__Excerpts from a dataset__.
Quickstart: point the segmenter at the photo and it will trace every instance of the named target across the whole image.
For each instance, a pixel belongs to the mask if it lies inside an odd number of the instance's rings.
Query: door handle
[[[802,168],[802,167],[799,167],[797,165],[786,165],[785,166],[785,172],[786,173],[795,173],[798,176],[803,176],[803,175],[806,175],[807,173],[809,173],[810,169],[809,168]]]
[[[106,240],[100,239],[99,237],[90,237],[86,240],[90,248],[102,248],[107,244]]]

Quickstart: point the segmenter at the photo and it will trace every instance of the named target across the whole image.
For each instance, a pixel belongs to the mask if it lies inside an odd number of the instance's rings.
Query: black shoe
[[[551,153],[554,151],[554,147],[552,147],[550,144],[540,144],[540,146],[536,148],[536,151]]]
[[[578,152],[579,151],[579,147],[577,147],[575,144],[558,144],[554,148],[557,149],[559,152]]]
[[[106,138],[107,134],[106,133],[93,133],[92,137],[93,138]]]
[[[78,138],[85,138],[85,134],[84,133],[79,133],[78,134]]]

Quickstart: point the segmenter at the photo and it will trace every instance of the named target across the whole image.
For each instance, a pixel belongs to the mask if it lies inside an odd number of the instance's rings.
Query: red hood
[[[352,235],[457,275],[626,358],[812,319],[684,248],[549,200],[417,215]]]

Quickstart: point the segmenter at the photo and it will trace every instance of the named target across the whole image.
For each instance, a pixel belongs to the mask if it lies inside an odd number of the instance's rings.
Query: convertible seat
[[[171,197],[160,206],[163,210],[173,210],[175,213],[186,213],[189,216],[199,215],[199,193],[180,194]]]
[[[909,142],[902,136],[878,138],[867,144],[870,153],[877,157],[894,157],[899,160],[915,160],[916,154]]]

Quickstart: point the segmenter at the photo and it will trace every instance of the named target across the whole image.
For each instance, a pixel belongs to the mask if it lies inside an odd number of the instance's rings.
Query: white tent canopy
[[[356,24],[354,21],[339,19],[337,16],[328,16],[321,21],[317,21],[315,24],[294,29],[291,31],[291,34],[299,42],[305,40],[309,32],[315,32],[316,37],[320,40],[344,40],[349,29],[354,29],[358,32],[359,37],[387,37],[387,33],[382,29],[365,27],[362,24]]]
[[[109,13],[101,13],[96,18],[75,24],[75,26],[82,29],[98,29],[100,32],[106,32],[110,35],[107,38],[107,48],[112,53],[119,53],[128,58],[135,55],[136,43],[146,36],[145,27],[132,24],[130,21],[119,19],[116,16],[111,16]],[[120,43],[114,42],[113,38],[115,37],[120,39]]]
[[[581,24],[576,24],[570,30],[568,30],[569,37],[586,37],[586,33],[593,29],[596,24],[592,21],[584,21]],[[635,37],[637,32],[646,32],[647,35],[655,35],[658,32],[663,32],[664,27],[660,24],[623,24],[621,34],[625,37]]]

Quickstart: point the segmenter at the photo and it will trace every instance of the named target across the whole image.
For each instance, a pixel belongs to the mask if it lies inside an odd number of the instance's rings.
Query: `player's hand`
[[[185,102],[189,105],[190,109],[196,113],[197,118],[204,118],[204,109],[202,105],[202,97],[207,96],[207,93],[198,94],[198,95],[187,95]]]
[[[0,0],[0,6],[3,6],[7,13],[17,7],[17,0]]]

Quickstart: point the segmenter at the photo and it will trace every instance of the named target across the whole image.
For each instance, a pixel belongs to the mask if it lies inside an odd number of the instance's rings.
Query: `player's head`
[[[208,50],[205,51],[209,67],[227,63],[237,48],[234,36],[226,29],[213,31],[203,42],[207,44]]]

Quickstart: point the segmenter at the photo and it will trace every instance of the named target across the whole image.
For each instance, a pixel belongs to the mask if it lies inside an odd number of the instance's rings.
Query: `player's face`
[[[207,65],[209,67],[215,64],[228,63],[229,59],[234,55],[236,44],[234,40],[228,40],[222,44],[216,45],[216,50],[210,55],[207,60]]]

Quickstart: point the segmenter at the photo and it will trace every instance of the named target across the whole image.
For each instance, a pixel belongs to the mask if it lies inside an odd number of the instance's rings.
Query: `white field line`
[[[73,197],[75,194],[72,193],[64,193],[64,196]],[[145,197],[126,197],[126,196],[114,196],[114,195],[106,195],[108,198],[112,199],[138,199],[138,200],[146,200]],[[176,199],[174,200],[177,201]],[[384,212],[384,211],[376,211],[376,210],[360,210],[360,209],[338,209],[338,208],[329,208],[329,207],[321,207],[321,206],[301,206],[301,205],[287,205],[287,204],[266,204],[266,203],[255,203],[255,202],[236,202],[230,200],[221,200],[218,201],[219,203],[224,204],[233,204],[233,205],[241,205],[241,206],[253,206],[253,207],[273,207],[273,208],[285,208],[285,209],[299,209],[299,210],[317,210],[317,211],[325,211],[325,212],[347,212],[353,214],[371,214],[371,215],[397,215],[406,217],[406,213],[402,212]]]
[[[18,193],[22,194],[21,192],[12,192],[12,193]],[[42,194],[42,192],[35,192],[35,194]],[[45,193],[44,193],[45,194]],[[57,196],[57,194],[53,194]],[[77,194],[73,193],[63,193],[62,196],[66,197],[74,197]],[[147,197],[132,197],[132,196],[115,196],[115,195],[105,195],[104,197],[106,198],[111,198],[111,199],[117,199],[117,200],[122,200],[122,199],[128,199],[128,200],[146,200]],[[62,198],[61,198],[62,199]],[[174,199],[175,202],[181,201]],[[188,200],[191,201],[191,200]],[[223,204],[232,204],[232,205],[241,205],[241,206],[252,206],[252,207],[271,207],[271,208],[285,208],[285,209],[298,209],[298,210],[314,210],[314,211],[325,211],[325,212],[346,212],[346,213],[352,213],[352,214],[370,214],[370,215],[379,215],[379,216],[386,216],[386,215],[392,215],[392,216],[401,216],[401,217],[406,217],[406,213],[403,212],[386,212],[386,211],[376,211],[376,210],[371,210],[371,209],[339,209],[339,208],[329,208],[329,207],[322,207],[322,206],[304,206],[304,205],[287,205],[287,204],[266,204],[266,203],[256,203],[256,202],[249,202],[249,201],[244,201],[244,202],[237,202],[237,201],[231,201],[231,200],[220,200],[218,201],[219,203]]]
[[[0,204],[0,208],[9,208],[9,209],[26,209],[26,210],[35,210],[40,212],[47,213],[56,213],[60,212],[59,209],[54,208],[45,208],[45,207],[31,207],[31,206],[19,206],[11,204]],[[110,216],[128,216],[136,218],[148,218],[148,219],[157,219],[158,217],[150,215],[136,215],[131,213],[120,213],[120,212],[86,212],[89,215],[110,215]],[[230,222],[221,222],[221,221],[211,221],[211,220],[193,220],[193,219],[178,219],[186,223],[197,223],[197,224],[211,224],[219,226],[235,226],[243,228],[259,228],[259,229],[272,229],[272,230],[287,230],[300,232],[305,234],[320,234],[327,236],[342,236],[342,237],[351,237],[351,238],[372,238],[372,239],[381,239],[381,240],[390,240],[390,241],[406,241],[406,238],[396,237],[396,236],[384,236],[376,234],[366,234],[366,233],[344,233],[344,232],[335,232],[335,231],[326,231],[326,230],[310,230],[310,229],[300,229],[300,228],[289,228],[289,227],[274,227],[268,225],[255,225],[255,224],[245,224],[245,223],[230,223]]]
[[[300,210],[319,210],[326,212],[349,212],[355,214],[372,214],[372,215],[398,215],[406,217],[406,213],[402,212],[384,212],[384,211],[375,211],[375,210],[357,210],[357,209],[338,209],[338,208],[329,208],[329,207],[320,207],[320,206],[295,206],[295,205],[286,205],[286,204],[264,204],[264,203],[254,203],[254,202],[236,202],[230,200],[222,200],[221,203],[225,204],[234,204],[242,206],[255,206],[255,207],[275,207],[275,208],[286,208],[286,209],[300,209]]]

__PROBLEM STATEMENT__. Set all the entries above down again exactly.

__EXERCISE OUTPUT__.
Quickstart: point the segmenter at the photo and it will trace every instance of the named target across the whole image.
For each instance, a pixel belongs to the mask if it lies inside an odd number of the instance's rings.
Query: door handle
[[[802,168],[802,167],[799,167],[797,165],[786,165],[785,166],[785,172],[786,173],[795,173],[798,176],[803,176],[803,175],[806,175],[807,173],[809,173],[810,169],[809,168]]]
[[[106,240],[100,239],[99,237],[90,237],[86,240],[90,248],[102,248],[107,244]]]

Quickstart: point the segmenter at the photo and it will trace every instance of the named target across the whole image.
For each instance, a pixel belongs to the mask if it lies inside an odd number of the instance's rings.
Query: black shoe
[[[551,153],[554,151],[554,147],[552,147],[550,144],[540,144],[540,146],[536,148],[536,151]]]
[[[578,152],[579,151],[579,147],[577,147],[575,144],[558,144],[554,148],[557,149],[559,152]]]
[[[106,138],[107,134],[106,133],[93,133],[92,137],[93,138]]]
[[[78,138],[85,138],[85,134],[84,133],[79,133],[78,134]]]

Quickstart: point the segmenter at the photo and it will trace every instance of the named target across the whole image.
For each instance, a pixel belongs to the mask if it lies inside an odd number of the instance's rings.
Query: red hood
[[[352,235],[457,275],[626,358],[812,319],[684,248],[549,200],[417,215]]]

Quickstart: point the segmenter at the photo and it will trace every instance of the named target across the whole image.
For each instance, a pixel belongs to the mask if it lies inside an odd number of the instance's rings.
Query: convertible seat
[[[171,197],[160,206],[163,210],[173,210],[175,213],[186,213],[189,216],[199,215],[199,193],[180,194]]]
[[[909,142],[902,136],[878,138],[867,144],[870,153],[877,157],[894,157],[899,160],[915,160],[916,154]]]

Quickstart: point the segmenter at the photo and it will trace every instance of the named target across the whole image.
For each instance, a pixel belongs to the mask if it lies inside an odd number of the instance's rings.
Query: white tent canopy
[[[356,24],[354,21],[339,19],[337,16],[328,16],[321,21],[317,21],[315,24],[294,29],[291,31],[291,34],[299,42],[305,40],[309,32],[315,32],[316,37],[320,40],[344,40],[349,29],[354,29],[358,32],[359,37],[387,37],[387,33],[382,29],[365,27],[362,24]]]
[[[109,13],[101,13],[96,18],[75,24],[75,26],[82,29],[98,29],[100,32],[106,32],[110,35],[107,38],[107,48],[112,53],[119,53],[128,58],[135,55],[136,43],[146,36],[145,27],[132,24],[130,21],[119,19],[116,16],[111,16]],[[120,43],[114,42],[113,38],[115,37],[120,39]]]
[[[581,24],[576,24],[570,30],[568,30],[569,37],[586,37],[586,33],[593,29],[596,24],[592,21],[584,21]],[[635,37],[637,32],[646,32],[647,35],[655,35],[658,32],[663,32],[664,27],[660,24],[623,24],[621,34],[625,37]]]

Quickstart: point the segmenter at the photo and it will trace every instance of the named target across the whole image.
For each instance, a pixel belongs to the mask if it lies inside an odd number of the instance's rings.
Query: `player's hand`
[[[185,102],[189,105],[190,109],[196,113],[197,118],[204,118],[204,109],[202,105],[202,97],[207,96],[207,93],[198,94],[198,95],[187,95]]]
[[[0,0],[0,6],[3,6],[7,13],[17,7],[17,0]]]

Quickstart: point the segmenter at the photo and it will trace every instance of the named target across the whole image.
For each instance, a pixel belongs to the mask if it lies inside an odd number of the instance's rings.
Query: `player's head`
[[[208,50],[205,51],[209,67],[227,63],[237,48],[234,36],[226,29],[213,31],[203,42],[207,44]]]

Quickstart: point the segmenter at the photo and it will trace every instance of the named target across the whole image.
For each instance, a pixel belongs to the mask if it lies inside an odd number of the instance's rings.
Query: `player's face`
[[[207,65],[209,67],[215,64],[228,63],[229,59],[234,55],[236,44],[234,40],[228,40],[222,44],[216,45],[216,50],[210,55],[207,60]]]

Quickstart: point the segmenter at the photo and it will trace every instance of the named target across the whole image.
For each instance, a pixel belongs to the mask if it lies inside an odd number of the instance's rings.
Query: `white field line`
[[[73,197],[75,194],[72,193],[64,193],[64,196]],[[145,197],[126,197],[126,196],[114,196],[114,195],[106,195],[108,198],[112,199],[138,199],[138,200],[146,200]],[[176,199],[174,200],[177,201]],[[384,212],[384,211],[376,211],[376,210],[360,210],[360,209],[338,209],[338,208],[329,208],[329,207],[321,207],[321,206],[301,206],[301,205],[287,205],[287,204],[266,204],[266,203],[255,203],[255,202],[236,202],[230,200],[221,200],[218,201],[219,203],[224,204],[233,204],[233,205],[241,205],[241,206],[253,206],[253,207],[273,207],[273,208],[285,208],[285,209],[299,209],[299,210],[317,210],[317,211],[325,211],[325,212],[347,212],[353,214],[371,214],[371,215],[397,215],[406,217],[406,213],[402,212]]]
[[[18,193],[22,194],[21,192],[12,192],[12,193]],[[42,194],[42,192],[35,192],[35,194]],[[45,193],[44,193],[45,194]],[[57,196],[57,194],[53,194]],[[77,194],[73,193],[63,193],[62,196],[66,197],[74,197]],[[147,197],[132,197],[132,196],[115,196],[115,195],[105,195],[104,197],[106,198],[111,198],[111,199],[117,199],[117,200],[122,200],[122,199],[128,199],[128,200],[146,200]],[[62,198],[61,198],[62,199]],[[174,199],[175,202],[181,201]],[[188,200],[191,201],[191,200]],[[223,204],[232,204],[232,205],[241,205],[241,206],[252,206],[252,207],[271,207],[271,208],[285,208],[285,209],[298,209],[298,210],[314,210],[314,211],[325,211],[325,212],[346,212],[346,213],[352,213],[352,214],[370,214],[370,215],[379,215],[379,216],[386,216],[386,215],[392,215],[392,216],[401,216],[401,217],[406,217],[406,213],[403,212],[386,212],[386,211],[376,211],[376,210],[371,210],[371,209],[339,209],[339,208],[329,208],[329,207],[322,207],[322,206],[304,206],[304,205],[287,205],[287,204],[266,204],[266,203],[256,203],[256,202],[249,202],[249,201],[244,201],[244,202],[237,202],[237,201],[231,201],[231,200],[220,200],[218,201],[219,203]]]
[[[0,204],[0,208],[9,208],[9,209],[26,209],[26,210],[35,210],[40,212],[47,213],[56,213],[60,212],[59,209],[54,208],[45,208],[45,207],[31,207],[31,206],[19,206],[11,204]],[[110,216],[128,216],[136,218],[148,218],[148,219],[157,219],[158,217],[150,215],[136,215],[131,213],[120,213],[120,212],[86,212],[89,215],[110,215]],[[230,222],[221,222],[221,221],[211,221],[211,220],[193,220],[193,219],[178,219],[186,223],[197,223],[197,224],[211,224],[219,226],[235,226],[243,228],[259,228],[259,229],[272,229],[272,230],[287,230],[300,232],[305,234],[320,234],[327,236],[342,236],[342,237],[351,237],[351,238],[372,238],[372,239],[381,239],[381,240],[390,240],[390,241],[406,241],[406,238],[396,237],[396,236],[384,236],[376,234],[366,234],[366,233],[344,233],[344,232],[335,232],[335,231],[326,231],[326,230],[310,230],[310,229],[300,229],[300,228],[289,228],[289,227],[274,227],[268,225],[255,225],[255,224],[245,224],[245,223],[230,223]]]
[[[300,210],[319,210],[326,212],[349,212],[355,214],[372,214],[372,215],[398,215],[406,217],[406,213],[402,212],[384,212],[384,211],[375,211],[375,210],[357,210],[357,209],[338,209],[338,208],[329,208],[329,207],[320,207],[320,206],[295,206],[295,205],[286,205],[286,204],[264,204],[264,203],[254,203],[254,202],[236,202],[230,200],[222,200],[221,203],[225,204],[234,204],[242,206],[255,206],[255,207],[275,207],[275,208],[286,208],[286,209],[300,209]]]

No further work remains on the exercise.